Monday, February 25, 2013

Movie of the Week – A Canterbury Tale

This week’s movie: A Canterbury Tale (1944).

The mystery drama centers around three people who meet in the small town of Kent on their way to Canterbury – a land girl, an American GI, and a British solider. After the girl is assaulted by the mysterious glue-man, the three are determined to discover his identity.

The film is written and directed by the team of Michael Powell and Emeric Pressburger (known as the Archers). While it is not as grand as many of their films, it is strikingly compelling and philosophically engaging. Powell and Pressburger made it right in the middle of their string of master works from 1943-1948 (including The Life and Death of Colonel Blimp, I Know Where I’m Going!, Stairway to Heaven, Black Narcissus, and The Red Shoes). The Archers worked with composer Allan Gray, cinematographer Erwin Hillier, and production designer Alfred Junge on the film.

The film stars Eric Portman, Sheila Sim, Dennis Price, Charles Hawtrey, and John Sweet (an actual Sargent in the U.S. Army who was cast to give the character a very naturalistic feel – and he is fantastic).

__Data shown__
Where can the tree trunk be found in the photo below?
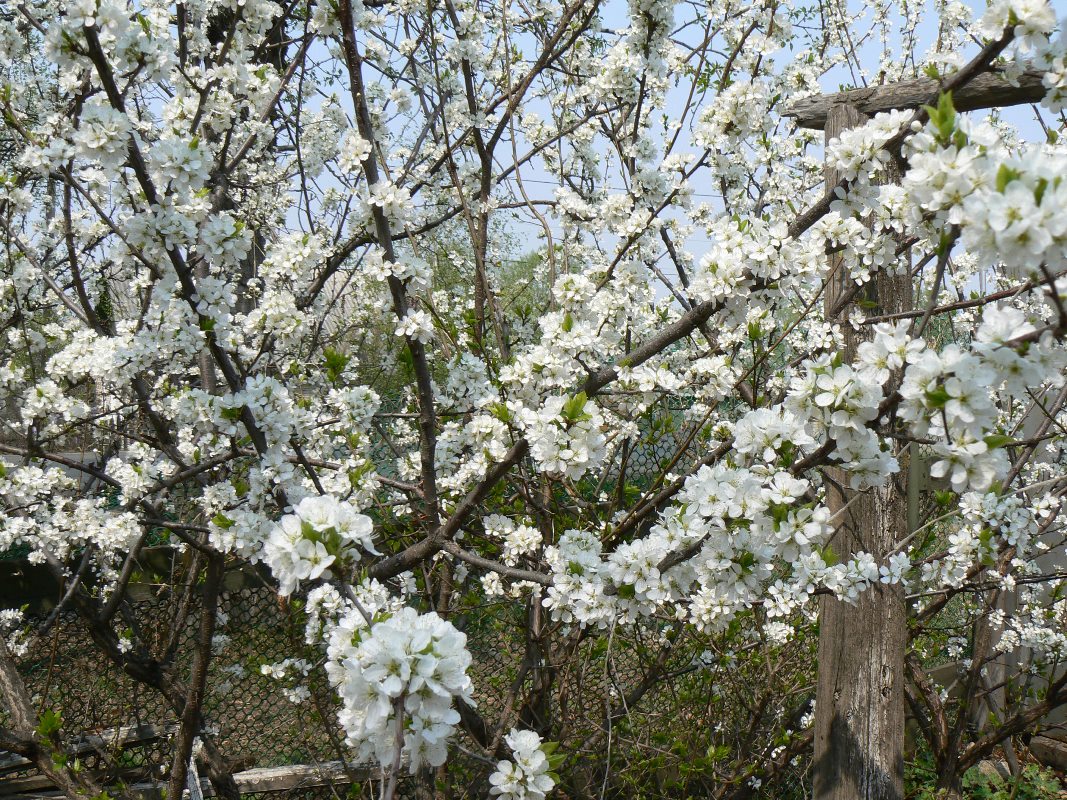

__To do__
Please explain, in one to three sentences, why the movie review above says John Sweet was cast in the film.

__Written solution__
John Sweet was an actual member of the U.S. Army, and he was cast to give the character a very naturalistic feel.